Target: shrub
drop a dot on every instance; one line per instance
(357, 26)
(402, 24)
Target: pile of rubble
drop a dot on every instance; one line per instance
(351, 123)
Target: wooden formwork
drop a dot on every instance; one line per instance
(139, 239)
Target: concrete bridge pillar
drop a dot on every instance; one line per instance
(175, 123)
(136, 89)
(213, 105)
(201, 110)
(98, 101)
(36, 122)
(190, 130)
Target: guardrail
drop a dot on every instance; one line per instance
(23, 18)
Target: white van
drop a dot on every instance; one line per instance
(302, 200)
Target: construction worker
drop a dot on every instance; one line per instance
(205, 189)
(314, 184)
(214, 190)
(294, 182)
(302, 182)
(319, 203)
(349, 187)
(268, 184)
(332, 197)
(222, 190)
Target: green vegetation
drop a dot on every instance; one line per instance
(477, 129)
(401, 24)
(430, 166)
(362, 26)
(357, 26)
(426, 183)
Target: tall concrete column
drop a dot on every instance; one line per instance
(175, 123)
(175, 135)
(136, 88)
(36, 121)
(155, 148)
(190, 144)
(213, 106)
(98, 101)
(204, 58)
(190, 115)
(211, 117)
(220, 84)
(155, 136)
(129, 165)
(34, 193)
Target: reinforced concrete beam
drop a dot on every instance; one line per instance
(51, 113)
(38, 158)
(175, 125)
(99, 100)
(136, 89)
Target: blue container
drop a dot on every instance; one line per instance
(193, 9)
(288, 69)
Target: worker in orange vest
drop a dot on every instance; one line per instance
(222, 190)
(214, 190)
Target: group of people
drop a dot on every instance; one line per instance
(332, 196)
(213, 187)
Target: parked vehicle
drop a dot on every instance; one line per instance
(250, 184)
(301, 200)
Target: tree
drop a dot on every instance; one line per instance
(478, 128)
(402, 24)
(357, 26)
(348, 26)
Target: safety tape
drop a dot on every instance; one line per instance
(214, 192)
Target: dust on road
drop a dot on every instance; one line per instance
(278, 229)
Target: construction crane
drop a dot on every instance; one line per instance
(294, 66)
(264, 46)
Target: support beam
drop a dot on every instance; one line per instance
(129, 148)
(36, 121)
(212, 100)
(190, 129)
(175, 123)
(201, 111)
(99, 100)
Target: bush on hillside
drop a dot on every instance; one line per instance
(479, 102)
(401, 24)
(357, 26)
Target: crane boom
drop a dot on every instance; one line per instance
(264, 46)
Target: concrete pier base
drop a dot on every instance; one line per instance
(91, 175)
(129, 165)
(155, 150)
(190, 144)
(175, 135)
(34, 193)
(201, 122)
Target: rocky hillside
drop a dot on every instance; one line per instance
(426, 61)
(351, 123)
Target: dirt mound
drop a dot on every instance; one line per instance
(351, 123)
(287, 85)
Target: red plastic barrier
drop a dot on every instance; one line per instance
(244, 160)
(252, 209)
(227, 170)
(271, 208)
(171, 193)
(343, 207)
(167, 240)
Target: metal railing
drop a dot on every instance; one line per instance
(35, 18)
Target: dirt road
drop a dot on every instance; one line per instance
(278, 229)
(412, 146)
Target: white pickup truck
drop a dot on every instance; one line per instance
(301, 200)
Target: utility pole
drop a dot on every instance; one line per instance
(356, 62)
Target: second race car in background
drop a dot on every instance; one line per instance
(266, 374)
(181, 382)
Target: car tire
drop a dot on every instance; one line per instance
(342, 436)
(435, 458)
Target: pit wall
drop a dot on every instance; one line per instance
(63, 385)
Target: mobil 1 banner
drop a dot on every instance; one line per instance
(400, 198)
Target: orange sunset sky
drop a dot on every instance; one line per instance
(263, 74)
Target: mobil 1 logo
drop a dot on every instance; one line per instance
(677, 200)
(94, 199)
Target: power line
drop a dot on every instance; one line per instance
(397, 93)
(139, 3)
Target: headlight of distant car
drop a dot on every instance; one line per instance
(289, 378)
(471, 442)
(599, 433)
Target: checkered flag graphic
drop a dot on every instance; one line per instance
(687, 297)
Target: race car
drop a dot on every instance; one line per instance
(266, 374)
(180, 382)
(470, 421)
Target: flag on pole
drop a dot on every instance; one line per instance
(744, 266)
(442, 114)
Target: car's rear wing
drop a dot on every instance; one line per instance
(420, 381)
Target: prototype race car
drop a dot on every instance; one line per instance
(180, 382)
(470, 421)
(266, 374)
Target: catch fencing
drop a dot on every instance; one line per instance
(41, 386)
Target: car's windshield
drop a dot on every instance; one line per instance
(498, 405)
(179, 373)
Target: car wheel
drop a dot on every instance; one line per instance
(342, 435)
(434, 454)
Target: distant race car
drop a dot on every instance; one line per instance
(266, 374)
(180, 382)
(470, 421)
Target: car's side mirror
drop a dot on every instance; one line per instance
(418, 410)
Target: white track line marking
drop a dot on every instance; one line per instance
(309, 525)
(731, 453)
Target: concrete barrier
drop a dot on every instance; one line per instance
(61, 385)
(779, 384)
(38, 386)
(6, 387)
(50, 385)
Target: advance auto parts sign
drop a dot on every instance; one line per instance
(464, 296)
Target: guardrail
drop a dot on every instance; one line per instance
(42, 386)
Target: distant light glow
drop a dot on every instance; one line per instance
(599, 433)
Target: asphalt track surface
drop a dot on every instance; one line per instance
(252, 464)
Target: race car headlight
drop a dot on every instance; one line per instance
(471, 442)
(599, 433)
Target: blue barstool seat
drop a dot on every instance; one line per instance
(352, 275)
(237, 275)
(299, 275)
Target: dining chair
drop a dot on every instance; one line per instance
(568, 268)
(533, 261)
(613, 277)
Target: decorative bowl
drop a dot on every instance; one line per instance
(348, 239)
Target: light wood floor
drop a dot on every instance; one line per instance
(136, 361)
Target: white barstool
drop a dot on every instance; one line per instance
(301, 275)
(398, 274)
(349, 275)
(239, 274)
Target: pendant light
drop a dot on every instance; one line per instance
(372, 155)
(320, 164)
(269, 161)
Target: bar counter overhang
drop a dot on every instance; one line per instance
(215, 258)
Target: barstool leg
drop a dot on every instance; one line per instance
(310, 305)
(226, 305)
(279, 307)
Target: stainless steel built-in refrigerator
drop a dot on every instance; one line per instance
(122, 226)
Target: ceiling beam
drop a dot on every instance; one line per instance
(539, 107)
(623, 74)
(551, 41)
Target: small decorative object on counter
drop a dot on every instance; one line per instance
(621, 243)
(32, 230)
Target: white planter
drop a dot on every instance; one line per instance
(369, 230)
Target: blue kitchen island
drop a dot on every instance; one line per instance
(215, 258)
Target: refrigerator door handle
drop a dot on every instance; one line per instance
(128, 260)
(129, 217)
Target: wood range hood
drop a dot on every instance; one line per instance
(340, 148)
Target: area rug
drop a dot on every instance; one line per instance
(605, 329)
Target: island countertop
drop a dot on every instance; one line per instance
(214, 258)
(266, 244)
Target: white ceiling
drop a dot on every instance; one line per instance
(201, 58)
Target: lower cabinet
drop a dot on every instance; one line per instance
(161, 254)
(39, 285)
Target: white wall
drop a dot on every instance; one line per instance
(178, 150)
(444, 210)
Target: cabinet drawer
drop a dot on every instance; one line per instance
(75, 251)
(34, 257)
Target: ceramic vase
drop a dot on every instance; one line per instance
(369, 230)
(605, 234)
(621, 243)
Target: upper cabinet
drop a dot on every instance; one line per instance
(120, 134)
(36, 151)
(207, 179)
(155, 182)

=====

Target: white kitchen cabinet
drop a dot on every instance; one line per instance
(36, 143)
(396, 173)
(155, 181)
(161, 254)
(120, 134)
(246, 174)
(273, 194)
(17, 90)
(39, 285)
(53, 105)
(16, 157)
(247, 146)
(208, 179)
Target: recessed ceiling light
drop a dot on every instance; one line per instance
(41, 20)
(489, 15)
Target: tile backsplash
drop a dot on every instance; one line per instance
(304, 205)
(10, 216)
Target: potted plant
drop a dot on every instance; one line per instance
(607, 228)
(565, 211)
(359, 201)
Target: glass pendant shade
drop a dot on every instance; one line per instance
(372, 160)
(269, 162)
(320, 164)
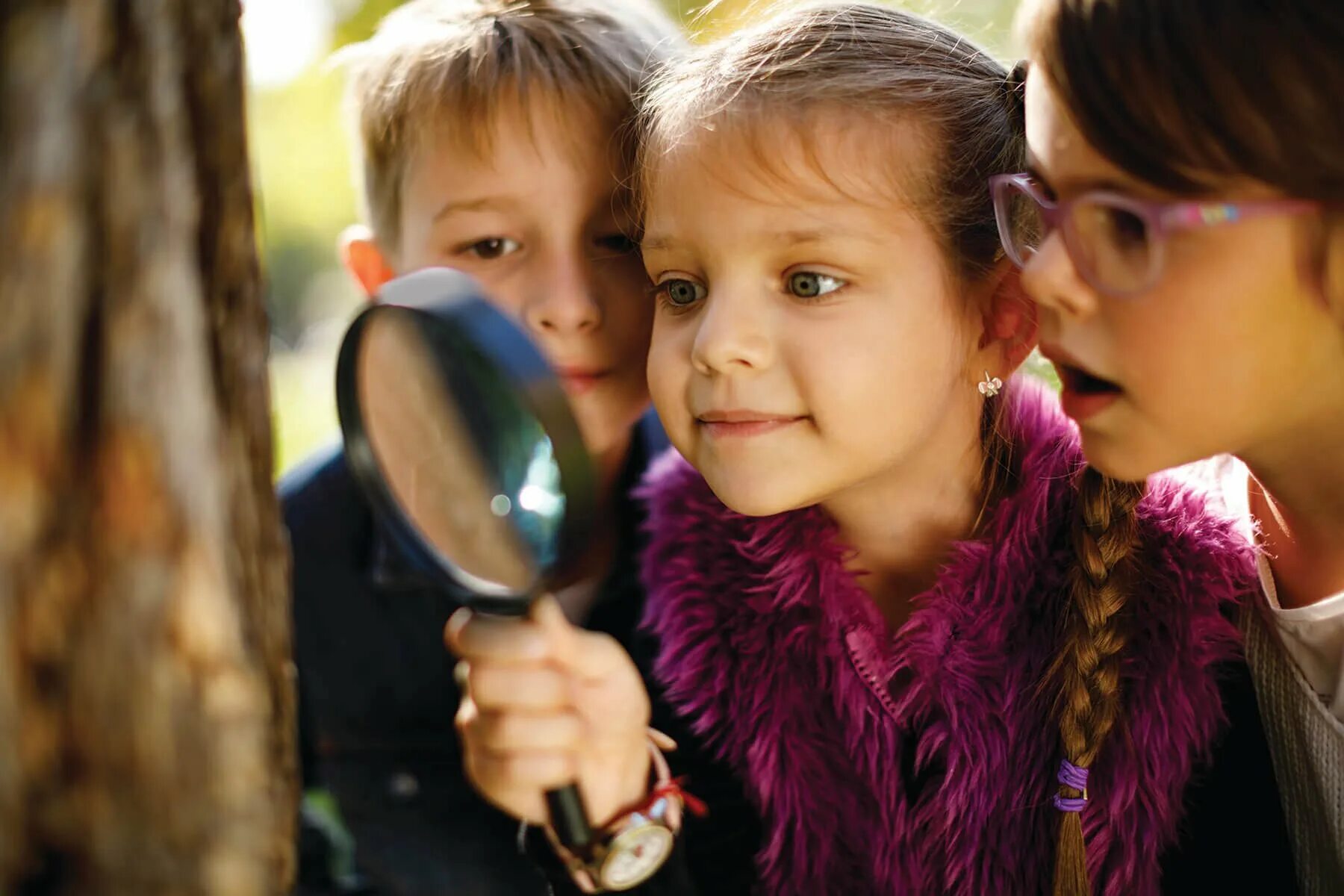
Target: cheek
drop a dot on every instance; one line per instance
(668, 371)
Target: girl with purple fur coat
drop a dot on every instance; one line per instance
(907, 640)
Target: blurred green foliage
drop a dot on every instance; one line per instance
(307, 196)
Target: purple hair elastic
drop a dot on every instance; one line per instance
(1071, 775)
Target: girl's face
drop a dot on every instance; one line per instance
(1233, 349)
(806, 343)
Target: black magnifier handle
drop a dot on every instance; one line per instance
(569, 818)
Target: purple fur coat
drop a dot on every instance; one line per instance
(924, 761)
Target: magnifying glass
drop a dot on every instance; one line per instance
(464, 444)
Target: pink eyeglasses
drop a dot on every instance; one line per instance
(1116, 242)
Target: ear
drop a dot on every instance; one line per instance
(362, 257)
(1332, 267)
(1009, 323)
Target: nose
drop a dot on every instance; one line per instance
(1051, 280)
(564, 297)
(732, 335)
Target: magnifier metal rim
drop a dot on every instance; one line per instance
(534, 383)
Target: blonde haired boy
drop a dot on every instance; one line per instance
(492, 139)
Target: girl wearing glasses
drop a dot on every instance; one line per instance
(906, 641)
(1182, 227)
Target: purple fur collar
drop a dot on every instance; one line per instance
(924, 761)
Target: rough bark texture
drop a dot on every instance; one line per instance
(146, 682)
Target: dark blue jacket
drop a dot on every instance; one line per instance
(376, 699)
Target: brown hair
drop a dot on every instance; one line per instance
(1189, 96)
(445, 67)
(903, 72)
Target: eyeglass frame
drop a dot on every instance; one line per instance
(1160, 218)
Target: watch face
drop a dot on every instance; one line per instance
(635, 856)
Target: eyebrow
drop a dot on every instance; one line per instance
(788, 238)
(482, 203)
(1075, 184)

=====

## Consigne
Peux-tu recopier à l'identique les lignes ci-dessus, de celle qui contient « Target: brown hair » jusqu'à celle qui contient « (1075, 184) », ces deux lignes comprises ?

## Réponse
Target: brown hair
drop a dot on every instance; one line per instance
(1189, 96)
(445, 67)
(903, 72)
Target: eyeglass frame
drop a dot on every instance; one line per instance
(1160, 218)
Target: watch face
drop a dot on every instance; one line per instance
(635, 856)
Target: eyebrow
drop a dot on every instance; one line per instance
(788, 238)
(482, 203)
(1075, 184)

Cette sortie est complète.